Below are records to be repeated in full. Give them exactly.

═════ Material for this exercise ═════

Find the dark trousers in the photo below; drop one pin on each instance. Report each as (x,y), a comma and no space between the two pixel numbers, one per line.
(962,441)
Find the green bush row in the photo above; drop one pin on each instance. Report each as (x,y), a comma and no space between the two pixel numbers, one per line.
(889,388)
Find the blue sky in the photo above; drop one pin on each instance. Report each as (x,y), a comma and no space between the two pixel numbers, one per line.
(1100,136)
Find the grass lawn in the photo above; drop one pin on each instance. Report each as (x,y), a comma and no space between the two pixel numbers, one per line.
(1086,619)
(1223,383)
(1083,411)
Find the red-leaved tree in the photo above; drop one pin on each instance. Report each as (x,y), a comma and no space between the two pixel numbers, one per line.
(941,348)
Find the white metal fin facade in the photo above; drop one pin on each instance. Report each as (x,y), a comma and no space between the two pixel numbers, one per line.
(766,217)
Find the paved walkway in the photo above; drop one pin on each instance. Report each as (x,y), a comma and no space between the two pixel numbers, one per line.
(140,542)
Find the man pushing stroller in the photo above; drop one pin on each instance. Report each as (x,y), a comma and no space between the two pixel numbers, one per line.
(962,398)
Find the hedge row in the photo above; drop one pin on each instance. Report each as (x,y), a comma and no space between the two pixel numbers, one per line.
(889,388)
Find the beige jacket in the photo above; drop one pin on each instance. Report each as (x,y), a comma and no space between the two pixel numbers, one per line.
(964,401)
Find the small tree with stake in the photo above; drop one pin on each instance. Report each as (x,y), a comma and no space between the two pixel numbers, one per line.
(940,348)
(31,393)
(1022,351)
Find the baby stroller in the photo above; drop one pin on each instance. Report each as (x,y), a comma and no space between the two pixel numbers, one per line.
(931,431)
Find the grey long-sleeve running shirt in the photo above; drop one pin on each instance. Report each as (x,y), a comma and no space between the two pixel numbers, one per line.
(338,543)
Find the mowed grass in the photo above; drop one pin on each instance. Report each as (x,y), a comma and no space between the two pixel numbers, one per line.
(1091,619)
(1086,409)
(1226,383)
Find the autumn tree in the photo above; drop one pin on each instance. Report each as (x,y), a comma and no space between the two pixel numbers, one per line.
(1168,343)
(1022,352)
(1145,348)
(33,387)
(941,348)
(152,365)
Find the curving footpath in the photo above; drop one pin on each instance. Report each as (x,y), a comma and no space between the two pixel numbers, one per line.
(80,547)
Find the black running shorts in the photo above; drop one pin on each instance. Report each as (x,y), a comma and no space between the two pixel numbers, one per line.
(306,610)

═════

### Solution to this problem
Find the dark trousers in the photo below; drop one pin on each instance. Report each as (x,y), a comma and no space between the two pixel numbers, one per line.
(962,441)
Find the green bush row in the photo above; drop one pin on each instance. Report each as (x,y), a comma and no space between the two pixel numbers, one per line.
(889,388)
Find the blue sky in the photo above; drop one pin on each instance. Report each as (x,y), a comma and no space between the two pixel numbers, one per line.
(1100,136)
Find the grass lawn in the photo above; drop one pin on each instance. Report each as (x,y), a comma and no space between the two pixel numbers, one per line.
(1086,619)
(1223,383)
(1083,411)
Find the red-leaved tree in the photo above; drop one pin on each instance. Report each as (x,y), a comma and no space between the two pixel numbers, one per line.
(941,348)
Find the white metal fin facade in the photo above; drop one pin on each instance. Report each as (x,y), a comma and no space between the two pixel numbers, one per line.
(766,217)
Find the paved walkway in the photo above; drop one pin on each instance. Report each as (x,y), a comma and no space between the two pixel numbers, one per line.
(140,542)
Find the man pushing stroller in the photo above; drop one pin on each instance. Report each as (x,y), a comma and no space between the two pixel numbers, one per line.
(962,398)
Find the hedge row in the photo above; drop one pin on each instance. Report each as (x,y), a comma and no space between the two pixel numbers, one per line.
(889,388)
Find the beige jacket in the photo above; drop one pin on each instance. Report each as (x,y), a comma and no space between the two pixel numbers, one per line.
(964,401)
Find the small tree with stake in the photo above; drop one pin on each instance. Report each as (x,y), a comma and no space between the two pixel numbers, one per line.
(940,348)
(31,393)
(1022,351)
Find the baby stroller in the photo above; drop one pin on each instance. Report each as (x,y), a comma and no space between the two pixel numbers, one per line.
(931,431)
Find the grey long-sleeve running shirt in the photo above; drop one pin on each instance. Report each as (x,y), a comma and no space between the two pixel numbers, one per line.
(338,543)
Find the mowed grass in the photo above; drop one pin on each instance. Report each as (x,y), a comma and no space between the two pixel numbers, one per line.
(1091,619)
(1086,409)
(1226,383)
Find the autumn tree in the photo above; drop one pin on each instance. Report each as (x,y), a comma and no space between the two pixel numbers, one per line.
(1168,343)
(1022,352)
(1145,348)
(33,387)
(941,348)
(152,365)
Find the curving footpath in the photo above; drop one pin on each instance. Report each as (x,y), a comma and no space between the two pixel numbers, one per line.
(80,547)
Find the black running shorts in the photo above; drop one pin on each instance. Report each as (x,y), a comma and no space between the two pixel numbers, one per line.
(306,610)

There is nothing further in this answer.